What is required: Convert the records, from the start through the line containing "[[[19,131],[19,137],[24,136],[24,131]]]", into a two-column CSV with the headers input and output. Give one row per record, put each field in quotes with its line breaks replaced by spaces, and omit the pictures.

Input rows:
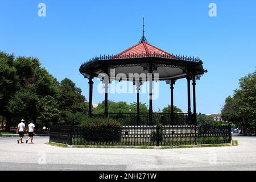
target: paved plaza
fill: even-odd
[[[239,146],[167,150],[61,148],[0,137],[1,170],[256,170],[256,137]]]

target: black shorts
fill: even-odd
[[[28,132],[28,136],[30,136],[30,137],[34,136],[34,133],[33,132]]]
[[[19,131],[19,137],[24,136],[24,131]]]

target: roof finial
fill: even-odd
[[[142,24],[142,37],[141,39],[140,42],[147,42],[147,39],[146,39],[146,37],[144,35],[144,32],[145,32],[144,31],[144,27],[145,26],[144,24],[144,17],[143,17],[143,24]]]

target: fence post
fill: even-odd
[[[52,126],[49,128],[49,142],[51,142],[51,130],[52,129]]]
[[[195,124],[195,144],[197,144],[197,123]]]
[[[231,134],[231,125],[232,122],[229,122],[228,125],[228,132],[229,132],[229,143],[231,143],[231,140],[232,140],[232,135]]]
[[[159,123],[156,123],[156,146],[159,146]]]
[[[72,135],[73,135],[73,127],[72,126],[70,126],[70,131],[69,131],[69,143],[68,144],[69,146],[72,145]]]

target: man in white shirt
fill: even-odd
[[[35,125],[34,124],[34,121],[32,120],[30,124],[28,125],[28,138],[26,141],[26,143],[30,139],[31,143],[33,143],[33,137],[35,135]]]
[[[19,132],[19,139],[18,140],[18,143],[19,143],[19,141],[20,141],[20,143],[24,143],[24,142],[22,142],[22,138],[24,136],[24,131],[26,132],[26,127],[25,123],[24,123],[23,122],[25,122],[24,119],[20,120],[20,122],[18,125],[17,130],[16,131],[16,134]]]

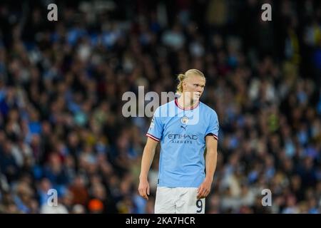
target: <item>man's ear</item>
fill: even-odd
[[[183,88],[185,90],[186,89],[186,81],[185,80],[182,82],[182,85],[183,85]]]

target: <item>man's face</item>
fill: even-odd
[[[198,101],[204,91],[205,81],[204,78],[193,75],[184,80],[183,91],[186,98],[192,98],[194,102]]]

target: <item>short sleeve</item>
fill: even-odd
[[[218,140],[218,130],[220,128],[220,125],[218,123],[218,115],[214,111],[211,113],[210,116],[210,123],[206,130],[205,136],[212,135],[217,140]]]
[[[155,111],[151,122],[151,125],[149,126],[148,131],[146,134],[147,137],[149,137],[157,142],[160,140],[163,134],[163,123],[159,112],[159,108],[156,109]]]

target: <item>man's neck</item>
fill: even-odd
[[[194,107],[198,101],[194,101],[192,98],[185,98],[183,95],[177,99],[178,105],[183,108],[190,108]]]

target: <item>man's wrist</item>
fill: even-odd
[[[139,180],[147,180],[147,175],[140,175]]]

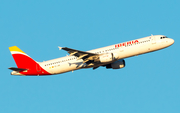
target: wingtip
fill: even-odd
[[[59,50],[61,50],[61,49],[62,49],[62,47],[59,47],[59,46],[58,46],[58,48],[59,48]]]

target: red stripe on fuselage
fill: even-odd
[[[12,54],[12,56],[18,68],[27,69],[27,71],[19,72],[23,75],[51,75],[29,56],[23,54]]]

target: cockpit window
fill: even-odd
[[[161,37],[161,39],[163,39],[163,38],[168,38],[167,36],[163,36],[163,37]]]

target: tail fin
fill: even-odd
[[[12,75],[50,75],[38,62],[34,61],[17,46],[9,47],[9,50],[18,68],[11,67]]]
[[[9,50],[16,62],[18,68],[31,68],[36,66],[36,61],[29,57],[25,52],[19,49],[17,46],[9,47]]]

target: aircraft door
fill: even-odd
[[[152,44],[156,44],[156,37],[151,36],[151,42],[152,42]]]

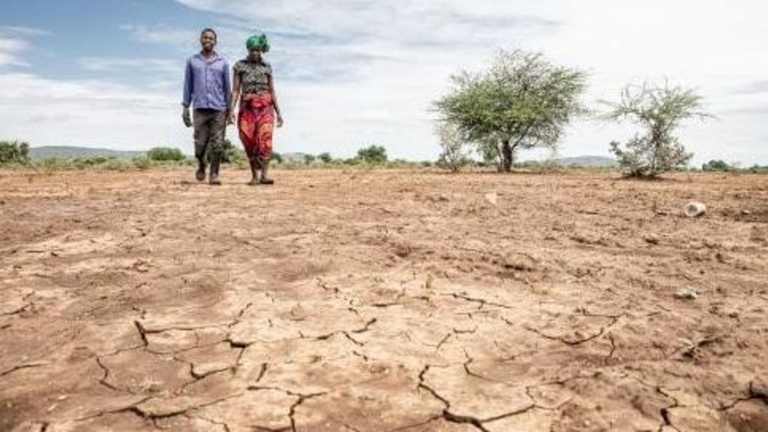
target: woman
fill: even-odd
[[[253,175],[250,184],[272,184],[274,181],[267,177],[267,172],[272,157],[274,115],[277,115],[278,128],[283,126],[283,117],[275,95],[272,67],[263,58],[270,51],[270,43],[264,35],[251,36],[246,42],[246,48],[248,57],[235,63],[233,68],[229,121],[234,122],[234,108],[240,100],[237,129]]]

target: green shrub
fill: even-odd
[[[330,164],[333,161],[333,157],[331,156],[331,154],[327,151],[318,155],[317,158],[319,159],[323,164]]]
[[[138,156],[134,158],[133,160],[134,166],[141,171],[146,171],[152,168],[152,162],[149,160],[149,158],[146,156]]]
[[[701,171],[732,171],[733,169],[733,167],[720,159],[713,159],[701,165]]]
[[[386,148],[383,145],[369,145],[357,151],[357,158],[366,164],[380,165],[387,161]]]
[[[29,164],[29,144],[0,141],[0,164]]]
[[[186,157],[178,148],[170,147],[155,147],[147,152],[147,158],[150,161],[184,161]]]

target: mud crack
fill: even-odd
[[[432,394],[433,397],[439,400],[445,406],[445,408],[442,410],[442,417],[445,419],[445,420],[449,421],[451,423],[469,424],[478,430],[488,432],[488,430],[485,428],[484,424],[491,423],[498,420],[519,415],[526,413],[531,410],[533,410],[535,408],[539,407],[536,405],[535,403],[532,402],[531,404],[526,405],[522,408],[515,410],[513,411],[509,411],[508,413],[504,413],[498,416],[491,417],[488,418],[478,418],[474,416],[456,414],[451,411],[451,402],[445,397],[441,396],[440,394],[439,394],[435,389],[429,387],[429,385],[426,384],[425,375],[426,375],[427,372],[429,371],[430,367],[432,367],[428,364],[425,366],[423,369],[422,369],[421,372],[419,372],[419,385],[417,386],[417,387],[419,389],[422,389],[427,391],[428,393]],[[531,397],[530,394],[528,394],[528,397]],[[533,401],[533,398],[531,397],[531,401]]]

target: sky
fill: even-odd
[[[695,88],[717,118],[685,124],[696,157],[768,165],[768,3],[759,0],[25,0],[0,6],[0,139],[192,153],[186,58],[213,27],[230,64],[264,32],[285,126],[280,152],[435,159],[432,102],[500,48],[587,72],[583,101],[627,85]],[[637,130],[584,118],[558,155],[609,155]],[[233,127],[227,136],[237,142]],[[548,155],[527,151],[522,158]]]

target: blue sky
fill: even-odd
[[[286,118],[279,151],[346,156],[382,143],[396,157],[434,158],[430,104],[449,75],[481,69],[498,48],[521,48],[587,71],[584,101],[596,108],[629,83],[696,88],[719,118],[682,131],[696,162],[768,164],[768,6],[752,0],[5,3],[0,139],[190,152],[179,120],[182,68],[200,30],[212,26],[230,62],[244,55],[249,35],[270,37]],[[607,155],[611,140],[632,133],[581,120],[559,155]]]

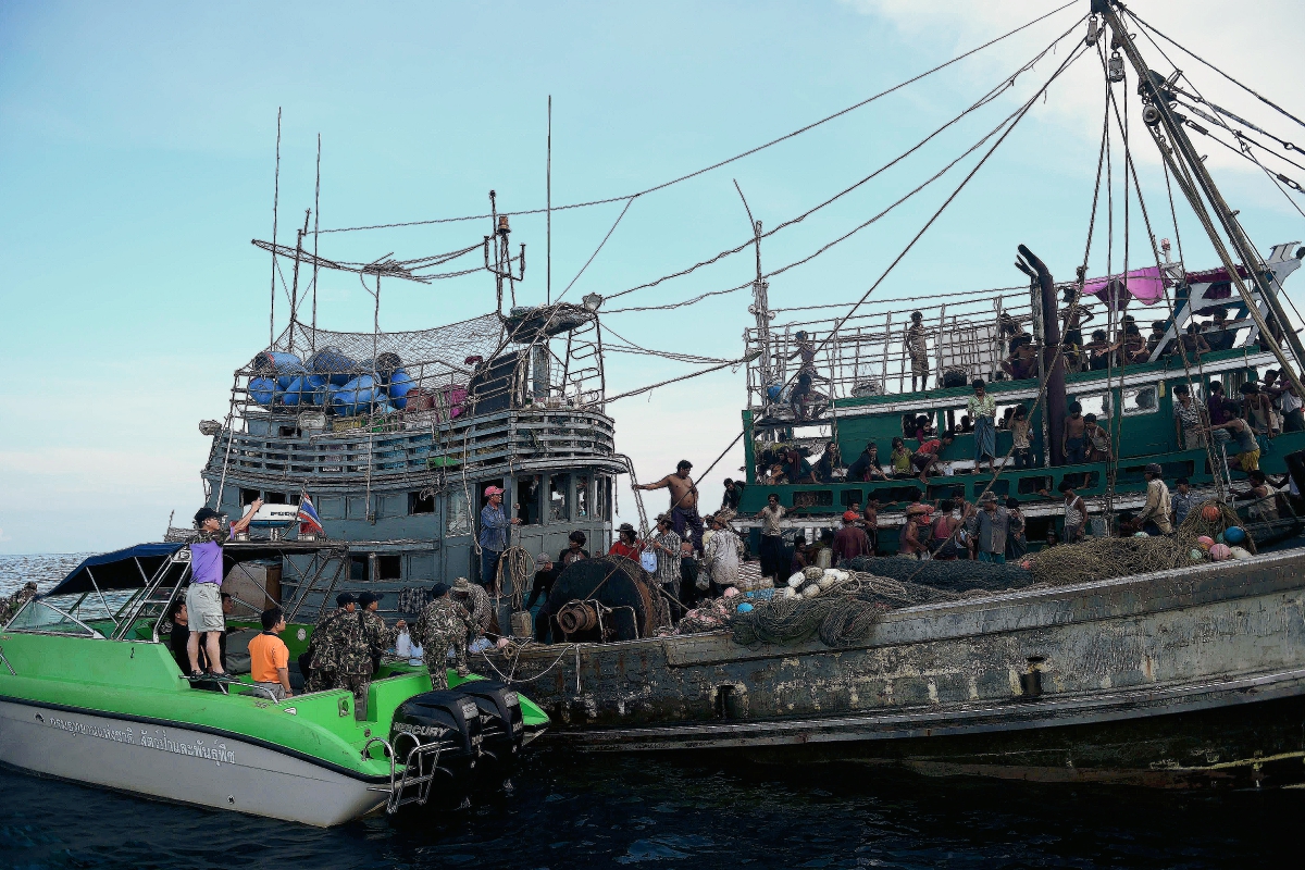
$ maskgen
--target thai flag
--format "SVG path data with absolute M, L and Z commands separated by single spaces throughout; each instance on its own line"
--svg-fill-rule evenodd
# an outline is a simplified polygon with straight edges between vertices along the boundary
M 321 535 L 324 531 L 322 520 L 318 519 L 317 511 L 313 510 L 313 500 L 307 494 L 301 496 L 299 498 L 299 533 Z

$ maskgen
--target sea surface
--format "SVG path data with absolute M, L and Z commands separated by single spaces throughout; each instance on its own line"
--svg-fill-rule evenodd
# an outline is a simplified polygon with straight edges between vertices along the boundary
M 0 556 L 0 593 L 81 560 Z M 1305 790 L 527 750 L 514 790 L 320 831 L 0 768 L 0 867 L 1300 867 Z M 309 793 L 304 800 L 312 800 Z

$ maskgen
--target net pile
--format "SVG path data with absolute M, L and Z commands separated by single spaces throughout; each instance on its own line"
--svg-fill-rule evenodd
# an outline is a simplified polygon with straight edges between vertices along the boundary
M 825 646 L 840 648 L 869 639 L 889 610 L 958 597 L 919 583 L 855 573 L 818 597 L 776 597 L 750 612 L 736 612 L 729 617 L 729 629 L 735 643 L 743 646 L 792 646 L 818 637 Z
M 920 583 L 946 592 L 1000 592 L 1034 583 L 1034 577 L 1015 563 L 993 565 L 957 560 L 955 562 L 920 562 L 914 558 L 859 556 L 848 562 L 853 571 L 869 571 L 908 583 Z

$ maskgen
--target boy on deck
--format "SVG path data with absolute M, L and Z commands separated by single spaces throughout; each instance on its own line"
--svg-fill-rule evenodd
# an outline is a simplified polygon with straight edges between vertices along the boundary
M 290 690 L 290 648 L 277 637 L 286 630 L 286 614 L 281 608 L 268 608 L 260 618 L 262 633 L 249 642 L 249 676 L 253 685 L 284 700 L 295 694 Z

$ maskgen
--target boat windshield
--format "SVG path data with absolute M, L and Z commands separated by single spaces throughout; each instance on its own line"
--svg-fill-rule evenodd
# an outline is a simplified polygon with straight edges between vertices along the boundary
M 52 595 L 33 599 L 23 605 L 5 631 L 67 634 L 80 638 L 103 638 L 117 627 L 117 614 L 130 600 L 129 592 Z

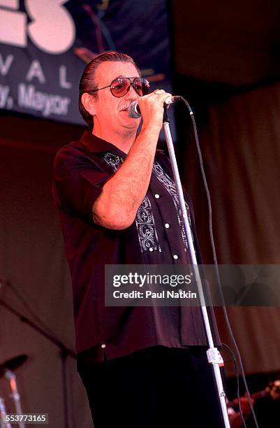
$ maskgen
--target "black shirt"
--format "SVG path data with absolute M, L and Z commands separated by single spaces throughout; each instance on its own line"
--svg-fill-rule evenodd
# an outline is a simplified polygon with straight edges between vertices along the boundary
M 54 161 L 53 196 L 73 281 L 76 349 L 93 348 L 97 361 L 105 353 L 110 359 L 156 345 L 207 345 L 199 307 L 105 306 L 105 264 L 189 263 L 172 171 L 161 150 L 131 226 L 112 230 L 94 222 L 94 203 L 126 157 L 85 132 L 80 141 L 64 146 Z M 196 244 L 187 197 L 186 203 Z M 216 331 L 213 318 L 212 323 Z

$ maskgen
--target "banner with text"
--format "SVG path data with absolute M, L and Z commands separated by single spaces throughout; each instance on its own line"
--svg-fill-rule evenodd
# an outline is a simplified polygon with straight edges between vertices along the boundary
M 165 1 L 0 0 L 0 108 L 82 124 L 82 70 L 111 50 L 170 91 Z

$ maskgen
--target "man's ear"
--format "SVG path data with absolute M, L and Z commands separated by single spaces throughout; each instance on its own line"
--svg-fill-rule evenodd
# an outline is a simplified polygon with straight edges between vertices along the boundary
M 94 116 L 96 114 L 96 99 L 89 95 L 87 92 L 84 92 L 82 95 L 81 98 L 82 104 L 84 106 L 87 111 L 89 112 L 91 116 Z

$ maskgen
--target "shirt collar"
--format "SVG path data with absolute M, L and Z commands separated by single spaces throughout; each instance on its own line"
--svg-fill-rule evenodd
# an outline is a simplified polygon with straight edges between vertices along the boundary
M 88 131 L 84 132 L 80 141 L 91 152 L 101 153 L 114 151 L 118 152 L 119 154 L 120 153 L 123 157 L 126 156 L 126 153 L 119 149 L 116 145 L 114 145 L 114 144 L 112 144 L 112 143 L 103 140 Z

Solved problem:
input,output
"target: paved plaza fill: even-odd","[[[239,146],[167,150],[61,148],[0,137],[1,170],[256,170],[256,137]]]"
"target: black shorts fill: even-odd","[[[28,132],[28,136],[30,136],[30,137],[34,136],[34,133],[33,132]]] [[[19,131],[19,137],[24,136],[24,131]]]"